───── Excerpted passage ─────

Thursday, May 7, 2020

Incarceration in Ancient Israel

Were there prisons in ancient Israel? Some scholars deny that the practice of incarceration ever occurred in the Hebrew scriptures.

 While it is true that the various Mosaic law codes - the Ten Commandments, the Book of the Covenant, the Holiness Code, and the various collected laws of the priestly code - have little or nothing to say about long-term incarceration as a punishment for crime, there are scriptural precedents for the judicial practice of imprisonment.

It is interesting to note the progression of the judicial practice of imprisonment from the pre-history of national Israel through the monarchial period down to the post-exilic period.

Detainment until Execution of Judgment
11 The Israelite woman's son blasphemed the Name in a curse. And they brought him to Moses-now his mother's name was Shelomith, daughter of Dibri, of the tribe of Dan- 12 and they put him in custody, until the decision of the Lord should be made clear to them.

───── Records provided ─────

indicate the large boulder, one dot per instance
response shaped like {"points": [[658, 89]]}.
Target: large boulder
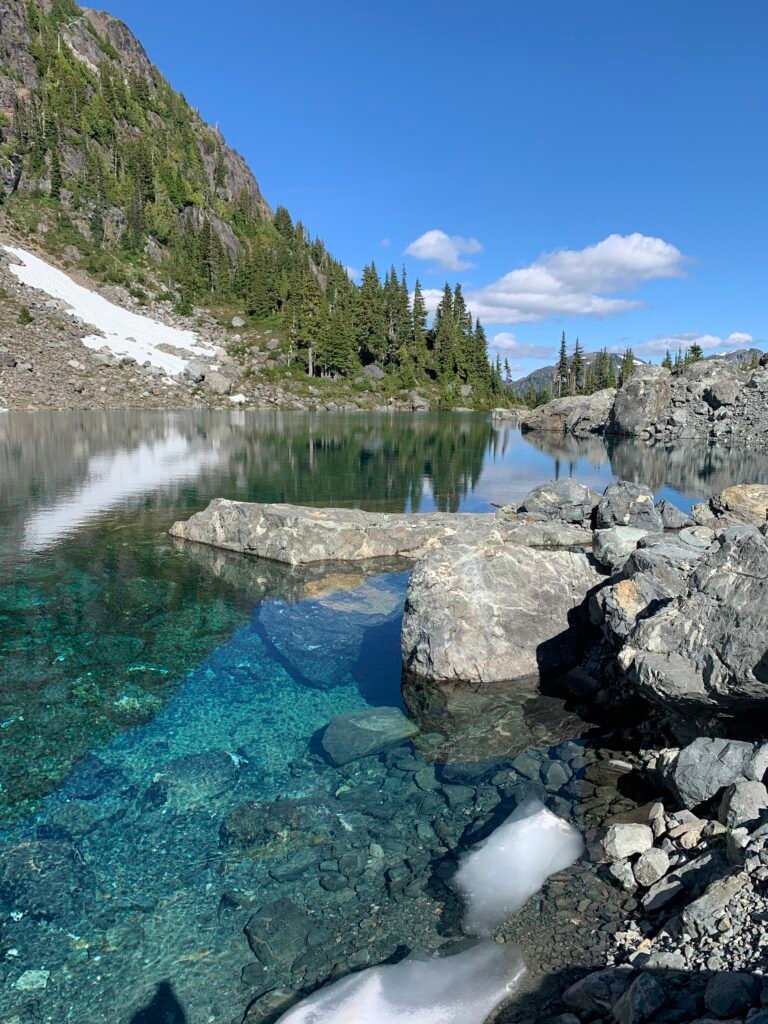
{"points": [[704, 768], [643, 401], [626, 504], [709, 648], [298, 536], [578, 415], [745, 503], [492, 611], [565, 501]]}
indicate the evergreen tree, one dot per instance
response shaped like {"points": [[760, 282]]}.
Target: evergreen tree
{"points": [[562, 373], [577, 369]]}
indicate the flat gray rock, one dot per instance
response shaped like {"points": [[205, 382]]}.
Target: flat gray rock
{"points": [[361, 733], [493, 611]]}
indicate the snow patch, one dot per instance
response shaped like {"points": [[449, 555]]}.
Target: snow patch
{"points": [[512, 863], [423, 988], [125, 333]]}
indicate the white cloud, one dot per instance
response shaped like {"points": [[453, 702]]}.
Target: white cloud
{"points": [[578, 283], [506, 343], [445, 250], [674, 342]]}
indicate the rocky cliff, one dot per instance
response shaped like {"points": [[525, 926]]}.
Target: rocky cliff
{"points": [[708, 400]]}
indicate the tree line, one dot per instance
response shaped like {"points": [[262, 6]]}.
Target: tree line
{"points": [[134, 175]]}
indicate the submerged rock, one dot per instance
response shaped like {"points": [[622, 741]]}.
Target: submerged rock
{"points": [[360, 733], [495, 611]]}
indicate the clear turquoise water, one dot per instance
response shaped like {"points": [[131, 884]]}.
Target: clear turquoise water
{"points": [[150, 692]]}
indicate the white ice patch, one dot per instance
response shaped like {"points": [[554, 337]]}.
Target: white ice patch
{"points": [[512, 863], [422, 989], [125, 333]]}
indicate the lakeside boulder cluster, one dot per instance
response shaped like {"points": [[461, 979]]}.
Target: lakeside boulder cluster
{"points": [[627, 602], [711, 399]]}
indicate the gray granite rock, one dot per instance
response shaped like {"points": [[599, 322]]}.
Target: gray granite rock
{"points": [[360, 733], [578, 415], [642, 402], [705, 767], [612, 547], [565, 501], [626, 504], [742, 804], [494, 611], [708, 650]]}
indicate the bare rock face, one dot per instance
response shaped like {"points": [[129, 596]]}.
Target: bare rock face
{"points": [[495, 611], [742, 503], [299, 536], [642, 402], [709, 647], [578, 415]]}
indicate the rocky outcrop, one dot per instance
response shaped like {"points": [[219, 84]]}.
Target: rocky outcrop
{"points": [[562, 501], [707, 649], [642, 402], [297, 536], [578, 415], [493, 611], [300, 536]]}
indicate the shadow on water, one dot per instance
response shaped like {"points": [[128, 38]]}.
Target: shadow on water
{"points": [[164, 1008]]}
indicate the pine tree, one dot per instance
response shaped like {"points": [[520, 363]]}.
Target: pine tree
{"points": [[577, 369], [562, 373]]}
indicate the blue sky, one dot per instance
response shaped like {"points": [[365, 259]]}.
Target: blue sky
{"points": [[597, 169]]}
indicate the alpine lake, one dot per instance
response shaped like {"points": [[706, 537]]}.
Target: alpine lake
{"points": [[162, 781]]}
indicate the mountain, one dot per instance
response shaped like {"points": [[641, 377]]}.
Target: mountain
{"points": [[543, 378], [107, 169]]}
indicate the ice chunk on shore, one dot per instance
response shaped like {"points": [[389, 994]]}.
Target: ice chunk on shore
{"points": [[424, 988], [125, 333], [500, 875]]}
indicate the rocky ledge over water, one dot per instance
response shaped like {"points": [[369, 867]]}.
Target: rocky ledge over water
{"points": [[711, 399], [648, 619]]}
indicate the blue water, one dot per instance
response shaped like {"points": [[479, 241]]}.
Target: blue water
{"points": [[162, 778]]}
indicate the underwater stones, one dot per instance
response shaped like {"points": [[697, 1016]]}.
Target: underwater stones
{"points": [[321, 640], [492, 611], [194, 778], [44, 879], [363, 733], [278, 933], [271, 826]]}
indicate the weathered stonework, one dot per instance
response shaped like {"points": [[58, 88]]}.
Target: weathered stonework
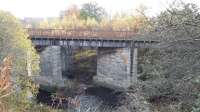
{"points": [[67, 61], [55, 62], [114, 67]]}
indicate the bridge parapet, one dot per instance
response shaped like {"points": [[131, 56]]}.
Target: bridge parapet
{"points": [[80, 34]]}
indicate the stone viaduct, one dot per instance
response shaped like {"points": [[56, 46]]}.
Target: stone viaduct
{"points": [[116, 54]]}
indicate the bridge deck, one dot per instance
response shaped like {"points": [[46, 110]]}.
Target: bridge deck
{"points": [[80, 34], [85, 38]]}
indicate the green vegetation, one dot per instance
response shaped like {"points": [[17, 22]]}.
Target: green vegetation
{"points": [[91, 16]]}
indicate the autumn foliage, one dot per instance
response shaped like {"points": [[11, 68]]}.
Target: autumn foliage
{"points": [[5, 80]]}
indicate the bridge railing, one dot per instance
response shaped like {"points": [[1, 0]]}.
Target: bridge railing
{"points": [[80, 34]]}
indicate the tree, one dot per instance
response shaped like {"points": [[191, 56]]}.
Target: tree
{"points": [[92, 10], [170, 71], [14, 40]]}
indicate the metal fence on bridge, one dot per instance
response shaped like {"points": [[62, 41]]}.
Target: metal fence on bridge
{"points": [[80, 34]]}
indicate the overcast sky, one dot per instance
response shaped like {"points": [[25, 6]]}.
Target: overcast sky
{"points": [[52, 8]]}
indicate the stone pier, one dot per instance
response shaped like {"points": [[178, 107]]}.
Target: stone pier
{"points": [[116, 67]]}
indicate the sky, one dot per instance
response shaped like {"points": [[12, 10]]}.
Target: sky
{"points": [[52, 8]]}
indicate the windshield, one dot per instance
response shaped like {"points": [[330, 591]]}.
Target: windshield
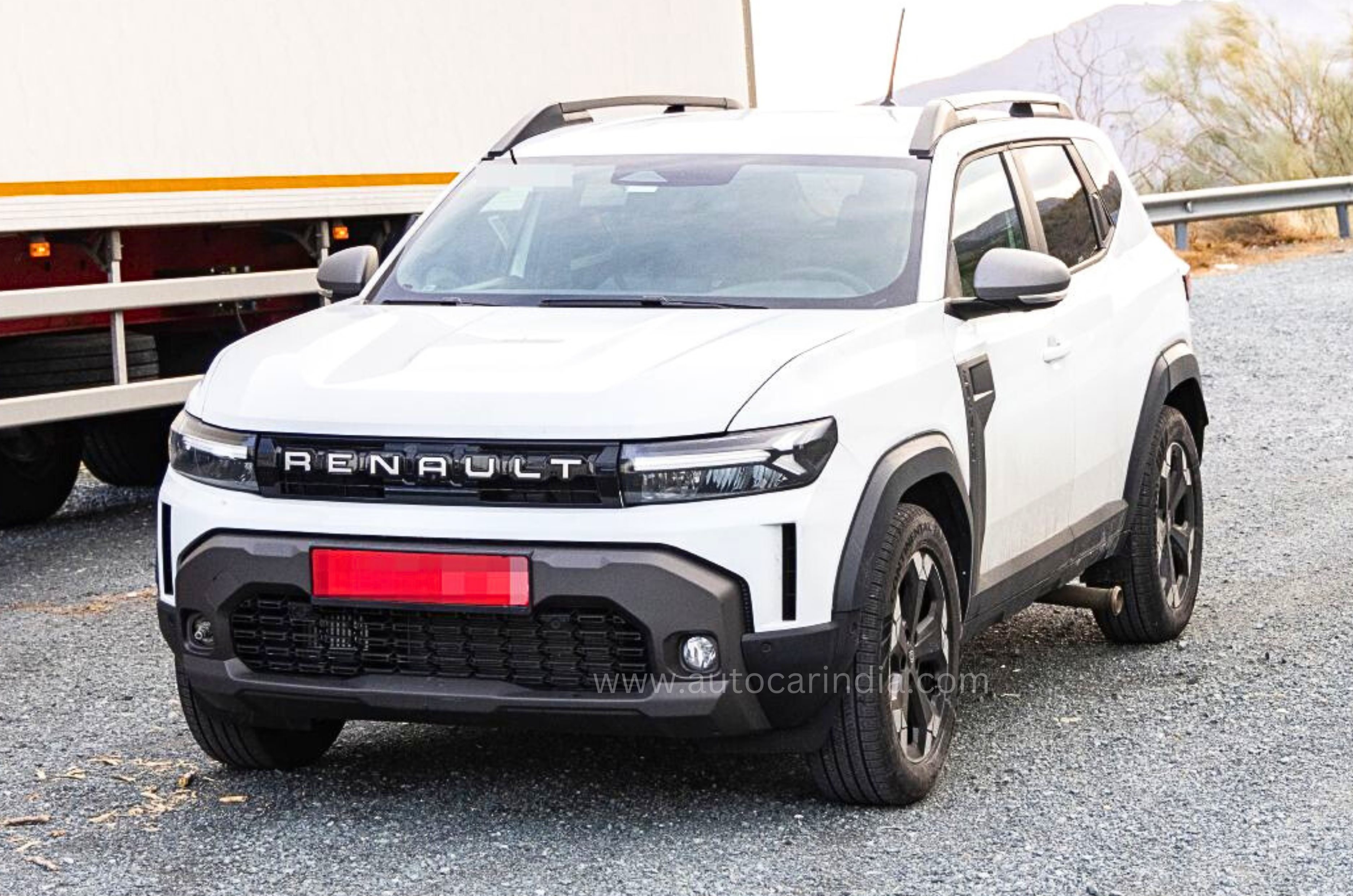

─────

- Stated problem 1
In the post on incarceration in ancient Israel, what was the name of the mother of the Israelite woman's son who blasphemed?
- Stated problem 2
Please duplicate everything in the post on incarceration in ancient Israel from "Incarceration in Ancient" down to "practice of imprisonment.".

- Task answer 1
Shelomith, daughter of Dibri, of the tribe of Dan.

- Task answer 2
Incarceration in Ancient Israel

Were there prisons in ancient Israel? Some scholars deny that the practice of incarceration ever occurred in the Hebrew scriptures.

 While it is true that the various Mosaic law codes - the Ten Commandments, the Book of the Covenant, the Holiness Code, and the various collected laws of the priestly code - have little or nothing to say about long-term incarceration as a punishment for crime, there are scriptural precedents for the judicial practice of imprisonment.